More than two months after China’s new Foreign NGO Management Law took effect, Chinese civil society expert Shawn Shieh surveys recent accounts of its implementation, including a previously featured blog post of his own, an article at The Diplomat by MERICS’ Kristin Shi-Kupfer and Bertram Lang, and a Southern Weekly article by Tsinghua’s Jia Xijin which was translated at China Development Brief. Together, Shieh writes, these pieces offer some perspective on the law that undermines “the easy conclusion […] that a crackdown on NGOs in imminent.”
I think we should resist the temptation to draw that conclusion without first seeking more information and analysis, and to keep the long view in mind, which is why these articles serve an important purpose. The Overseas NGO Law does not mean the end of an independent civil society in China. It does mean another period of adaptation in which both foreign and Chinese NGOs will have to figure out how to operate in this new environment. Moreover, we should remember that the long view cuts both ways. It is not just about NGOs adapting, it is also about Chinese authorities adapting to the new law and finding a way to make it workable. As my article, and Professor Jia’s, both point out, we need to remember that the law is part and parcel of a larger, ambitious, long-term project announced in the 4th Plenum in 2014 to build a socialist rule of law in China. This “rule of law” is not the rule of law that we know in liberal democracies; rather as various commentators note,[1] it is an instrument that Chinese leaders see as necessary if they want to reduce local government discretion, push through reforms and strengthen governance with the goal of maintaining sustainable growth and social stability. In other words, Chinese leaders will take the implementation of this law and other laws seriously because they see building a socialist rule of law as the path to a more prosperous, just and stable society. [Source]
Shieh goes on to praise NGOs’ adaptability, and cautions that reported office closures and broken partnerships are not necessarily “the end of the story.” But Shi-Kupfer and Lang’s Diplomat article describes formidable challenges for FNGOs beyond the few dozen organizations already registered:
Many other foreign NGOs, especially those working in political sensitive areas like legal advocacy or political education, are left in legal limbo – and suddenly find themselves unable to pay their Chinese employees, access their Chinese bank accounts, or secure visa extensions for their foreign staff.

## GIVEN ENTRIES
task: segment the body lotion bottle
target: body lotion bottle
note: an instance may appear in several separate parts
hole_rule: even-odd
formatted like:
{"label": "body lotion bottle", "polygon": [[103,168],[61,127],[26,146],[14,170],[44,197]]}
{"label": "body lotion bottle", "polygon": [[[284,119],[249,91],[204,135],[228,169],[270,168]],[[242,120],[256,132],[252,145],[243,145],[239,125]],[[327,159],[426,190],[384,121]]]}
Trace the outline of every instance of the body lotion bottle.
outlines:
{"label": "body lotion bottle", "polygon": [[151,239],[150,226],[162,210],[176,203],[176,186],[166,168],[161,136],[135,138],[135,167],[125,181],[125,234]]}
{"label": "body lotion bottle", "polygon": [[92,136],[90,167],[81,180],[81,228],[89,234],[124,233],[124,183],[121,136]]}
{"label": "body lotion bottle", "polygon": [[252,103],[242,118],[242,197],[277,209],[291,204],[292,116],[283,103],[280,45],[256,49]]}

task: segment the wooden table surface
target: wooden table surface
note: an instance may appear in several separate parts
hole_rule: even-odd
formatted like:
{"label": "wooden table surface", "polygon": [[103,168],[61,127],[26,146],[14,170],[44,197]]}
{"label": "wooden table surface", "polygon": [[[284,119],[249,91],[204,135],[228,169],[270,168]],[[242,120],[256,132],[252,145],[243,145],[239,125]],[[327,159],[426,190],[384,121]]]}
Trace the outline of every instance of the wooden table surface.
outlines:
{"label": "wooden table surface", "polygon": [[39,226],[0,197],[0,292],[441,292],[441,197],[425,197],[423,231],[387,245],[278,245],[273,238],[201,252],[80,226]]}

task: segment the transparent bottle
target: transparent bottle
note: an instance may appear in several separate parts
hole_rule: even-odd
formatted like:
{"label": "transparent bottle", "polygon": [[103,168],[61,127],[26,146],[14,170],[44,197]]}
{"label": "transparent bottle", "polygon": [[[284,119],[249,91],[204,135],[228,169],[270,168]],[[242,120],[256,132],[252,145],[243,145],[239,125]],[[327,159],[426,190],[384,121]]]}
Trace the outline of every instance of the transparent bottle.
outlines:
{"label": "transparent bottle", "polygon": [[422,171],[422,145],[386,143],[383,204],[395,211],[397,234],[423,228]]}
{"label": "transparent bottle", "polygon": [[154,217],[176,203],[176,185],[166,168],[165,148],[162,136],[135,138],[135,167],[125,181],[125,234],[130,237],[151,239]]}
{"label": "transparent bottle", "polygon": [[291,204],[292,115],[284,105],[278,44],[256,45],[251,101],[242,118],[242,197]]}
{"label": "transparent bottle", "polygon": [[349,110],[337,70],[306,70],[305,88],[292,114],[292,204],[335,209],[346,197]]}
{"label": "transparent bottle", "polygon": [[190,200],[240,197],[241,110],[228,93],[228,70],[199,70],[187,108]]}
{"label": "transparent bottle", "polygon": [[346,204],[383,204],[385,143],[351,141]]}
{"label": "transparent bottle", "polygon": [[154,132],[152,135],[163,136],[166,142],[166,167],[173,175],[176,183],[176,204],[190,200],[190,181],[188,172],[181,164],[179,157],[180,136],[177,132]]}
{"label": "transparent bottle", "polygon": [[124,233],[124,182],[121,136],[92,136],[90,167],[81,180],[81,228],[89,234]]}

## WRITTEN REQUEST 1
Answer these questions using the passage on China's foreign NGO law:
(a) Which university is Jia Xijin affiliated with?
(b) In what year was the 4th Plenum project to build a socialist rule of law announced?
(c) According to the Diplomat article, what do foreign NGOs left in legal limbo suddenly find themselves unable to do?
## WRITTEN REQUEST 2
Does each statement agree with the passage on China's foreign NGO law? Answer yes or no for each, and quote the words from the passage that settle it.
(a) The Overseas NGO Law means the end of an independent civil society in China.
(b) Jia Xijin's Southern Weekly article was translated at China Development Brief.
(c) The socialist rule of law in China is the same as the rule of law in liberal democracies.
## WRITTEN REQUEST 3
Extend the passage on China's foreign NGO law, starting after its last sentence.

## TASK RESULT 1
(a) Tsinghua.
(b) 2014.
(c) They are unable to pay their Chinese employees, access their Chinese bank accounts, or secure visa extensions for their foreign staff.

## TASK RESULT 2
(a) No: "The Overseas NGO Law does not mean the end of an independent civil society in China."
(b) Yes: "a Southern Weekly article by Tsinghua’s Jia Xijin which was translated at China Development Brief"
(c) No: "This “rule of law” is not the rule of law that we know in liberal democracies"

## TASK RESULT 3
[…] The haphazard and fragmented way the new law is implemented seems to suggest a deliberate attempt to make life difficult for at least some international organizations operating in China. In fact, many foreign NGOs that operated in a legal grey area before the new law took effect are now being pushed into outright illegality.
Whether the bureaucratic inertia is by chance or by design, one rationale for the Chinese approach is undeniable: The “Overseas NGO Management Law” was initiated at the highest political level to counter what the Communist Party of China (CPC) calls Western infiltration. The party deeply distrusts foreign organizations and fears that their influence could undermine the legitimacy of its own leadership and the stability of the one-party system. The alleged role of “Western” NGOs in the so-called “color revolutions” alarmed many in the Chinese leadership. [Source]
This distrust, reflecting a broader attitude towards national security and foreign influence under Xi, has left some in the NGO sector feeling that they are regarded as “enemies of the state.” Foreign funding has been revealed as a key factor in sensitive cases like those of Swedish NGO worker Peter Dahlin and prominent Chinese rights lawyers, labor activists, and citizen journalists. While Beijing is keen to continue to harness NGOs when their activities are seen as supportive, the Foreign NGO Management Law and its companion regulations offer potent tools to help counter those perceived as threats—a judgment which can fall quickly and without warning even on ostensibly apolitical groups.
Jia Xijin’s article similarly highlights the national security concerns underpinning the new law. He recaps the introduction and proliferation of foreign NGOs in the 1970s, 80s, and 90s, and the laissez-faire “‘Three Nos Policy’ […] (no recognition, no banning, no contact), which in practice handed over policy-making authority and judgement to regional departments.” He then outlines authorities’ growing wariness and tentative steps toward regulation since the mid-2000s, followed by a more thorough account and analysis of the formulation and implementation of the new law.
There is a relationship between the way that official Chinese attitudes towards overseas NGOs are once again becoming more sensitive and the 2005 Colour Revolutions. There were changes of regime in the Commonwealth of Independent States and in North African and Middle Eastern countries, and some attributed this to the evolution of Western strategy, and called for vigilance regarding the role overseas NGOs had played. In 2009, the State Administration of Exchange Control sent out an “announcement regarding domestic institutions’ management of foreign exchange donations”, which reinforced the management of inbound and outbound funds. There was also a gradual reduction of the overseas NGO programs on democracy, reform, legislation and public policy that had been numerous in the nineties.
[…] The background to the formulation of the “Overseas NGO Law” on the one hand shows us that China’s level of consideration towards national security cannot be compromised. Feedback from the public was sought for the second review of the law’s second draft and for the second review of the draft of the “National Security Act” at around the same time. As the “Overseas NGO Law” was announced during the National People’s Congress’s press conference, the National Standing Committee’s Deputy Director of Law, Zhang Yongdan, stated that “certainly there is a very small number of overseas NGOs who have attempted or have even already done things that threaten the stability of Chinese society or security”.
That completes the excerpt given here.